**TASK OBJECTIVE**
The only acceptable output is every entry, printed exactly.

(Data entries)

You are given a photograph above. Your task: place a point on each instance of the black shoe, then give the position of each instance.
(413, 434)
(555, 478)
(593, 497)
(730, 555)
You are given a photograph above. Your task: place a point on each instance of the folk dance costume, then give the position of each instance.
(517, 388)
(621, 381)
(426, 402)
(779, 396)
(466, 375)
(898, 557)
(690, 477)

**SOLUTION BELOW**
You are given a photograph above. Your task: place a point on each instance of the black shoe, then give the position of each instance.
(413, 434)
(555, 478)
(593, 497)
(730, 555)
You are given a photograph above. Your task: place a point on each instance of the folk dance costume, then give the position of each instance.
(517, 388)
(621, 381)
(426, 402)
(779, 396)
(466, 375)
(898, 557)
(690, 477)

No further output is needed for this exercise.